-------- Passage shown --------

Re: [PATCH]AArch64 relax predicate on load structure load instructions

2022-06-09 Thread Richard Sandiford via Gcc-patches
Tamar Christina  writes:
>> -Original Message-
>> From: Richard Sandiford 
>> Sent: Wednesday, June 8, 2022 3:36 PM
>> To: Tamar Christina 
>> Cc: gcc-patches@gcc.gnu.org; nd ; Richard Earnshaw
>> ; Marcus Shawcroft
>> ; Kyrylo Tkachov
>> ; rguent...@suse.de; ro...@eyesopen.com
>> Subject: Re: [PATCH]AArch64 relax predicate on load structure load
>> instructions
>> 
>> Tamar Christina  writes:
>> >> -Original Message-
>> >> From: Richard Sandiford 
>> >> Sent: Wednesday, June 8, 2022 11:31 AM
>> >> To: Tamar Christina 
>> >> Cc: gcc-patches@gcc.gnu.org; nd ; Richard Earnshaw
>> >> ; Marcus Shawcroft
>> >> ; Kyrylo Tkachov
>> 
>> >> Subject: Re: [PATCH]AArch64 relax predicate on load structure load
>> >> instructions
>> >>
>> >> Tamar Christina  writes:
>> >> > Hi All,
>> >> >
>> >> > At some point in time we started lowering the ld1r instructions in
>> gimple.
>> >> >
>> >> > That is:
>> >> >
>> >> > uint8x8_t f1(const uint8_t *in) {
>> >> > return vld1_dup_u8(&in[1]);
>> >> > }
>> >> >
>> >> > generates at gimple:
>> >> >
>> >> >   _3 = MEM[(const uint8_t *)in_1(D) + 1B];
>> >> >   _4 = {_3, _3, _3, _3, _3, _3, _3, _3};
>> >> >
>> >> > Which is good, but we then generate:
>> >> >
>> >> > f1:
>> >> > ldr b0, [x0, 1]
>> >> > dup v0.8b, v0.b[0]
>> >> > ret
>> >> >
>> >> > instead of ld1r.

-------- Dataset rows --------

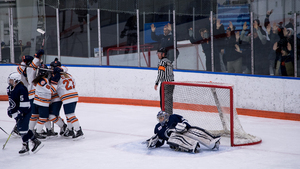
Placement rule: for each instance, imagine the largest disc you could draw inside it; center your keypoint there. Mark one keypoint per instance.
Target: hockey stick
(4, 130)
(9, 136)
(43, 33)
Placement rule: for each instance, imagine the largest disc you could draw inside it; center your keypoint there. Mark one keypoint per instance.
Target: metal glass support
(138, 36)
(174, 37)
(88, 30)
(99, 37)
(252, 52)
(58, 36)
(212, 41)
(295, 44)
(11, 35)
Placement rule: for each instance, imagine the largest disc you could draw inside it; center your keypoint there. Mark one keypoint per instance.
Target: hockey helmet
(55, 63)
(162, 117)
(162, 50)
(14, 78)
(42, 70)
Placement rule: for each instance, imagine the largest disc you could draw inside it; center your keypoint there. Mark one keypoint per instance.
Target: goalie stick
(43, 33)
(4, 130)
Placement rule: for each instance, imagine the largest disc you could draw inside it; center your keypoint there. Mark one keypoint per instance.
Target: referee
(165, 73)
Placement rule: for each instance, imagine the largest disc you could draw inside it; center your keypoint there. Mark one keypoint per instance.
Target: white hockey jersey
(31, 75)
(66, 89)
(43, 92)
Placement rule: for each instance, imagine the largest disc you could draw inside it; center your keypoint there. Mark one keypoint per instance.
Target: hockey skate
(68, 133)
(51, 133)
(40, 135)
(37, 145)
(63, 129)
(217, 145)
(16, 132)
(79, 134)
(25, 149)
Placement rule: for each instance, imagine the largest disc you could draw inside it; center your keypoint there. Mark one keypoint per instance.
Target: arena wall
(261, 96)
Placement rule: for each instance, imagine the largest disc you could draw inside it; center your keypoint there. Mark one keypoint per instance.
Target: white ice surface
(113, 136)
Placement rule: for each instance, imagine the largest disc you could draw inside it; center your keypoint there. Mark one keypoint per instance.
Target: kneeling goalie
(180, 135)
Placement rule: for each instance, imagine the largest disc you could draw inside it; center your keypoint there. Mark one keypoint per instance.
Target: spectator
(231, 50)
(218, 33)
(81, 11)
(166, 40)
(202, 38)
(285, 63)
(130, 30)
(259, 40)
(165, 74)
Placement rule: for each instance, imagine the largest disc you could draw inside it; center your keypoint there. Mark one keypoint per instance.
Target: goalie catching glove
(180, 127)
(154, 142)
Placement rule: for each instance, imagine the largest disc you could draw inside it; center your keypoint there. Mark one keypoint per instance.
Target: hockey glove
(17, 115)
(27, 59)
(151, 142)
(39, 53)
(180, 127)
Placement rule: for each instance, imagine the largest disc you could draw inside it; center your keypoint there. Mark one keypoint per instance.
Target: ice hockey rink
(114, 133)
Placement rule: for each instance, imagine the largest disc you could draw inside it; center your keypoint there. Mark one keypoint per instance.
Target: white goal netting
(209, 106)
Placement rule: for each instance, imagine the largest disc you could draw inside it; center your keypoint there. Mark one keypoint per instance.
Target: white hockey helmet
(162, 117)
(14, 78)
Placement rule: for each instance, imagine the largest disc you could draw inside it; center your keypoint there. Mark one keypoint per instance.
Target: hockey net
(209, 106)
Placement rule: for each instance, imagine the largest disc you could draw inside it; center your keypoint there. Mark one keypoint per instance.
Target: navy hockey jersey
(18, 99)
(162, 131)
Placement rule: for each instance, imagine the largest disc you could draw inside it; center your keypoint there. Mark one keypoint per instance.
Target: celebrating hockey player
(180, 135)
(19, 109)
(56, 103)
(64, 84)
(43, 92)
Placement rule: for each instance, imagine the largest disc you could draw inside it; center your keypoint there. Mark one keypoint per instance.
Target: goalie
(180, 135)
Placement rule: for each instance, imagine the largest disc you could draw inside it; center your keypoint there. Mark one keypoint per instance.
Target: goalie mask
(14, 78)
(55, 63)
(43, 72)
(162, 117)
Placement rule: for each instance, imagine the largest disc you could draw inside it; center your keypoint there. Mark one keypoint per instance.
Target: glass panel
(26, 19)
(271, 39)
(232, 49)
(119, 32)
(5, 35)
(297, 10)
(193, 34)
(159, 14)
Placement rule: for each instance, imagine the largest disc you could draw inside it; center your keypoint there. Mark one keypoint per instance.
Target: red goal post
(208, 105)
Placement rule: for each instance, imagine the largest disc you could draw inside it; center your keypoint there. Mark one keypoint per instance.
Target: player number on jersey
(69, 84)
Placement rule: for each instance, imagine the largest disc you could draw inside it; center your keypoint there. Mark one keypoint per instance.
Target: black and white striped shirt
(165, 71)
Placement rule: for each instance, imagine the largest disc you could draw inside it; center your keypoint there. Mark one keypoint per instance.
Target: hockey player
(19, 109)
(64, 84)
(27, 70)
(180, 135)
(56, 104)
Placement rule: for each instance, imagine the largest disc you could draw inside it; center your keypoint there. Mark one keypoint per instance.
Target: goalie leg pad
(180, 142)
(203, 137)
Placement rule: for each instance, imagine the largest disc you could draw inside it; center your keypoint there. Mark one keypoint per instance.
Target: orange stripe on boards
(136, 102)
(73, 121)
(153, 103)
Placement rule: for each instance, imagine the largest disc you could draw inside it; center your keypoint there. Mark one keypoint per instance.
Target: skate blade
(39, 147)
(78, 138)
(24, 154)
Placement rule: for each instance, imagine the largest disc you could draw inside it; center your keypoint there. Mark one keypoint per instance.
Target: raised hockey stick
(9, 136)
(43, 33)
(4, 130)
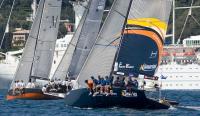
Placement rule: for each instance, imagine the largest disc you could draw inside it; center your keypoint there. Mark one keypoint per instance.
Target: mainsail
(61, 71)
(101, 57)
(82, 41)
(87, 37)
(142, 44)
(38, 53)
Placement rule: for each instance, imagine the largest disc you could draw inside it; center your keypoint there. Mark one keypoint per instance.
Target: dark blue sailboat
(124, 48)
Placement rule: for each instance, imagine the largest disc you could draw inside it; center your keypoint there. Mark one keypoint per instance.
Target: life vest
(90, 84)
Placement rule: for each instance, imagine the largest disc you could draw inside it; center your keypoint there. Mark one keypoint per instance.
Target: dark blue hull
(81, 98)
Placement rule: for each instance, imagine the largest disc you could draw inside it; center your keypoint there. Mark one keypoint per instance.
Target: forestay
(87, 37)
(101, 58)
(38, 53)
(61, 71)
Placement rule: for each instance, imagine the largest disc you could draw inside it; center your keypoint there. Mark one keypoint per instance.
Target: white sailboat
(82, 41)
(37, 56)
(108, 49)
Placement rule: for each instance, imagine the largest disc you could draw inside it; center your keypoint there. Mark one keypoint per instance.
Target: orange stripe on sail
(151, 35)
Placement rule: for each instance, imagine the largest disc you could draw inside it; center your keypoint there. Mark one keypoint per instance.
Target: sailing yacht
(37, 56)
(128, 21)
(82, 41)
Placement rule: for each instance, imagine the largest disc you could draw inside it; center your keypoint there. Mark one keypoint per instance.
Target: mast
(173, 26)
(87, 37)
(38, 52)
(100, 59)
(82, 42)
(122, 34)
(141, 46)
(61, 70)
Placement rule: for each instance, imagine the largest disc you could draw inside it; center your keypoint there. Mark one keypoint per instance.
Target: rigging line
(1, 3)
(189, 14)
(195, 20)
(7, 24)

--------

• What you need to do
A. Rewrite the quoted email header in the patch thread that begins "From: Richard Sandiford" and gives "Sent: Wednesday, June 8, 2022 3:36 PM" as a short list. Keep the sender, send time, recipient, named people on the copy line, and subject.
B. Go on with the patch thread from the point where it stops.
The records were taken from a different source than the patch thread.

• Outputs in order
A.
- From: Richard Sandiford
- Sent: Wednesday, June 8, 2022, 3:36 PM
- To: Tamar Christina
- Cc: gcc-patches@gcc.gnu.org, Richard Earnshaw, Marcus Shawcroft, Kyrylo Tkachov, and others
- Subject: Re: [PATCH]AArch64 relax predicate on load structure load instructions

B.
>> >> >
>> >> > The reason for this is because the load instructions have a too
>> >> > restrictive predicate on them which causes combine not to be able
>> >> > to combine the instructions due to the predicate only accepting
>> >> > simple
>> >> addressing modes.
>> >> >
>> >> > This patch relaxes the predicate to accept any memory operand and
>> >> > relies on LRA to legitimize the address when it needs to as the
>> >> > constraint still only allows the simple addressing mode.  Reload is
>> >> > always able to legitimize to these.
>> >> >
>> >> > Secondly since we are now actually generating more ld1r it became
>> >> > clear that the lane instructions suffer from a similar issue.
>> >> >
>> >> > i.e.
>> >> >
>> >> > float32x4_t f2(const float32_t *in, float32x4_t a) {
>> >> > float32x4_t dup = vld1q_dup_f32(&in[1]);
>> >> > return vfmaq_laneq_f32 (a, a, dup, 1); }
>> >> >
>> >> > would generate ld1r + vector fmla instead of ldr + lane fmla.
>> >> >
>> >> > The reason for this is similar to the ld1r issue.  The predicate is
>> >> > too restrictive in only acception register operands but not memory.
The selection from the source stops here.